### SELECTED TEXT
>> Begin

Artist-run spaces in Europe today
A landscape of artist-run spaces active in Europe today, testimonies from the interstice between institutions and market.
Countless words have been written about artist-run spaces, initiatives that have existed at least since the 19th century (think of Courbet’s Pavilion of Realism just to give an early example) and stretched into the 20th century too (think of the politically engaged artist projects of the 70s like A.I.R. Gallery in New York). Stuck in between the institutional and commercial art worlds, artists still today rightly wish to take matters into their own hands, creating what Lotte van Geijn calls the “art world’s topsoil,” or inverting the metaphor, what we like to consider as the roots of the art infrastructure: opportunities to show art that are, to some extent, freed from both market obligations and state propaganda.
As any gardener would tell you, if the roots are sick the plant will suffer. Knowledge of artist-run spaces becomes crucial to understand what is happening in the jungle on top of them. Moreover, surveys about artist-run spaces are a bit like seismometers: they need to run regularly, and you need to keep an eye on them just as much. This article wants to give one of those looks at the zigzagged line recording earth movements on paper, so to speak.
The selection of initiatives in this survey followed a few criteria. With the proviso of sticking to European spaces, and accepting the fact that perfect inclusion is never possible, it tries to cover diverse contexts and projects. From bigger to smaller cities, from older projects to newborn ones, from centres to periphery, it hopefully forms a current landscape, collecting testimonies from those who are populating it. We sent some questions and got some answers. What follows is a collage of them, tuned to give an idea of artists’ desires and their materializations, a snapshot of a few opinions about how art can be exhibited in the interstice between institution and market.
Cory John Scozzari has been running Cordova since 2016 with a base in Barcelona for about three years. From his initial storefront close to the centre, he has now moved the project to a large scale industrial nave in La Marina/Zona Franca, and is working with a group of artists and art initiatives to set up a multidisciplinary art center which will house Cordova and various other platforms. Hailing from the US, he lived in London where he co-founded another artist-run space called Jupiter Woods, and then continued his activity in Vienna where he took up an institutional job, whose salary allowed him to run the program in his apartment. As of now he is actively fundraising from local and international governmental bodies and private foundations, and is implementing a membership scheme and an edition program.
Focusing mainly on solo shows, Cordova has a true international program, and the space has hosted local artists only a couple of times. Scozzari told us that artist-run spaces in Barcelona concentrate on the local scene and he sees his role as filling a gap of representation of international and diverse practices there. At the same time, he is aware that inviting only artists from wealthy countries where artist support is solid, think of the Netherlands, Switzerland, or Scandinavia, might lead to issues of inclusion too. Back in Vienna, having a job as an assistant curator in an institution, it was interesting to hear from Scozzari that one of the motivations to maintain his own concurrent project was to be free not to justify every single decision in his practice, which is for him a large part of daily institutional work.

>> End

### ENTRIES SHOWN
>> Begin

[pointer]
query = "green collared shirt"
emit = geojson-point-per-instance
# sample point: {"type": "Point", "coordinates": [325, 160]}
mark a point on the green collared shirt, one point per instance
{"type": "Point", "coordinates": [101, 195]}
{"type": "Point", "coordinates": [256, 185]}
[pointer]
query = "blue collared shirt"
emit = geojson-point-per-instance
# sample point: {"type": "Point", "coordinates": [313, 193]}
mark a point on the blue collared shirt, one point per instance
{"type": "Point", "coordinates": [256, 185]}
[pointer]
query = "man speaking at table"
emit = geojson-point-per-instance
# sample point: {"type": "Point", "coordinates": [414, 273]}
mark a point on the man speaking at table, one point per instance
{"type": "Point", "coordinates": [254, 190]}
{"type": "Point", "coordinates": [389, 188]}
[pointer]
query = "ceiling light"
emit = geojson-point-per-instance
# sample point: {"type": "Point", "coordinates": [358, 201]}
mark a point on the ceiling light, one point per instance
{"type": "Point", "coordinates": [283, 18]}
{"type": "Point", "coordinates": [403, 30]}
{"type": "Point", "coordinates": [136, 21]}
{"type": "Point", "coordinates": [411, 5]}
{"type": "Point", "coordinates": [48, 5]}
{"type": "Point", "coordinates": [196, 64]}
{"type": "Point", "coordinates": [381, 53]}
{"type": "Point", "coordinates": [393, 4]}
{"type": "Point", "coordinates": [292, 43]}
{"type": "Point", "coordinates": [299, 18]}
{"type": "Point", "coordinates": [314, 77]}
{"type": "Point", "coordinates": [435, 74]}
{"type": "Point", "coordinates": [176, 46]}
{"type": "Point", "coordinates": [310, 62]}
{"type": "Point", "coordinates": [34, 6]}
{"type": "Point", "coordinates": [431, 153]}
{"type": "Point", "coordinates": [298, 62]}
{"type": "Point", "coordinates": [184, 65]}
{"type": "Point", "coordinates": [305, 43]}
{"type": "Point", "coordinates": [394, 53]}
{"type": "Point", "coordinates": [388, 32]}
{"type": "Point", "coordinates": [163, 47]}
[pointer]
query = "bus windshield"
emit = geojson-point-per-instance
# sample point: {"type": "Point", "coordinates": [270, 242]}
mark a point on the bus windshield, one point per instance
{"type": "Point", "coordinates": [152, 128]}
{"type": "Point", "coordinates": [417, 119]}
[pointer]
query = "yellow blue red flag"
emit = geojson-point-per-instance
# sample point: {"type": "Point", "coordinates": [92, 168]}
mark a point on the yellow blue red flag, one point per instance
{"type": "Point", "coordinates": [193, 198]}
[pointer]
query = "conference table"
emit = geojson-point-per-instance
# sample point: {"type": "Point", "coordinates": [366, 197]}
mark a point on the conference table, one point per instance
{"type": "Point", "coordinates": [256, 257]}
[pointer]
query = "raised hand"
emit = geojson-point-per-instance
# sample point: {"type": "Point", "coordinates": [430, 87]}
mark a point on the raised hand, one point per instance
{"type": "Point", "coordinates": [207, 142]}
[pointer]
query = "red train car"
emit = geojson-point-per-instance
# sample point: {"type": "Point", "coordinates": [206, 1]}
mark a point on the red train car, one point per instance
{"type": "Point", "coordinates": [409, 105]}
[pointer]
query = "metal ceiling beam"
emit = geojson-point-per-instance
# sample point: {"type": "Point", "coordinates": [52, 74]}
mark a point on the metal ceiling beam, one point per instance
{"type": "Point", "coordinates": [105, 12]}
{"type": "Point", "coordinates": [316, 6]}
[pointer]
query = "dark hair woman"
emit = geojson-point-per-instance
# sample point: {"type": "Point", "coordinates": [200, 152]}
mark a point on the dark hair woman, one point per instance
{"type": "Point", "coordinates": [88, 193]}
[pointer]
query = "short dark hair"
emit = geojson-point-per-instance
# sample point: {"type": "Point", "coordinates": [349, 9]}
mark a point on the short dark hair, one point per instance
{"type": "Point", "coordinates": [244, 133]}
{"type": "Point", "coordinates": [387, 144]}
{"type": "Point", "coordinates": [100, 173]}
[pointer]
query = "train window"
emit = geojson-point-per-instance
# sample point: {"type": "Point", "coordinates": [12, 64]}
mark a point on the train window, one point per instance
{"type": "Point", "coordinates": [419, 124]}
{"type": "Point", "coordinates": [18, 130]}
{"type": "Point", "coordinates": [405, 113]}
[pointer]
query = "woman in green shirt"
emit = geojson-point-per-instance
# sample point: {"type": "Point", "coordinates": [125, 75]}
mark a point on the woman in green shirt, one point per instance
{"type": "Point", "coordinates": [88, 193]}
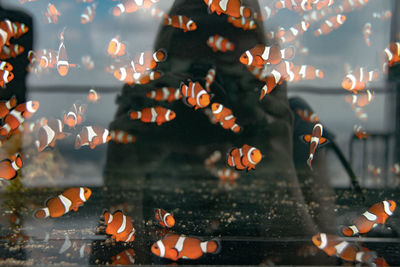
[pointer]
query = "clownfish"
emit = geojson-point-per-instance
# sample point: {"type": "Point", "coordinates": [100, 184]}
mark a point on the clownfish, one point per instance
{"type": "Point", "coordinates": [376, 214]}
{"type": "Point", "coordinates": [49, 133]}
{"type": "Point", "coordinates": [246, 157]}
{"type": "Point", "coordinates": [219, 43]}
{"type": "Point", "coordinates": [164, 218]}
{"type": "Point", "coordinates": [314, 139]}
{"type": "Point", "coordinates": [93, 96]}
{"type": "Point", "coordinates": [122, 137]}
{"type": "Point", "coordinates": [9, 167]}
{"type": "Point", "coordinates": [181, 22]}
{"type": "Point", "coordinates": [358, 79]}
{"type": "Point", "coordinates": [7, 106]}
{"type": "Point", "coordinates": [168, 94]}
{"type": "Point", "coordinates": [233, 8]}
{"type": "Point", "coordinates": [307, 115]}
{"type": "Point", "coordinates": [361, 99]}
{"type": "Point", "coordinates": [260, 55]}
{"type": "Point", "coordinates": [74, 116]}
{"type": "Point", "coordinates": [126, 257]}
{"type": "Point", "coordinates": [330, 24]}
{"type": "Point", "coordinates": [174, 247]}
{"type": "Point", "coordinates": [210, 77]}
{"type": "Point", "coordinates": [194, 95]}
{"type": "Point", "coordinates": [360, 132]}
{"type": "Point", "coordinates": [146, 61]}
{"type": "Point", "coordinates": [92, 136]}
{"type": "Point", "coordinates": [155, 114]}
{"type": "Point", "coordinates": [88, 14]}
{"type": "Point", "coordinates": [224, 116]}
{"type": "Point", "coordinates": [70, 199]}
{"type": "Point", "coordinates": [119, 226]}
{"type": "Point", "coordinates": [116, 48]}
{"type": "Point", "coordinates": [333, 245]}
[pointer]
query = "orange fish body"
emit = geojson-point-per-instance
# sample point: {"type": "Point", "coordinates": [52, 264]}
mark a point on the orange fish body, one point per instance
{"type": "Point", "coordinates": [175, 247]}
{"type": "Point", "coordinates": [260, 55]}
{"type": "Point", "coordinates": [49, 133]}
{"type": "Point", "coordinates": [219, 43]}
{"type": "Point", "coordinates": [246, 157]}
{"type": "Point", "coordinates": [70, 199]}
{"type": "Point", "coordinates": [333, 245]}
{"type": "Point", "coordinates": [10, 167]}
{"type": "Point", "coordinates": [164, 218]}
{"type": "Point", "coordinates": [376, 214]}
{"type": "Point", "coordinates": [119, 226]}
{"type": "Point", "coordinates": [225, 117]}
{"type": "Point", "coordinates": [155, 114]}
{"type": "Point", "coordinates": [168, 94]}
{"type": "Point", "coordinates": [181, 22]}
{"type": "Point", "coordinates": [92, 136]}
{"type": "Point", "coordinates": [195, 95]}
{"type": "Point", "coordinates": [232, 8]}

>> End

### STATED GOAL A
List every city named in the article on artist-run spaces in Europe.
### STATED GOAL B
Show each line of the rows that contains the word "flag".

### RIGHT ANSWER A
New York, Barcelona, London, Vienna

### RIGHT ANSWER B
query = "yellow blue red flag"
mark a point on the yellow blue red flag, one point per instance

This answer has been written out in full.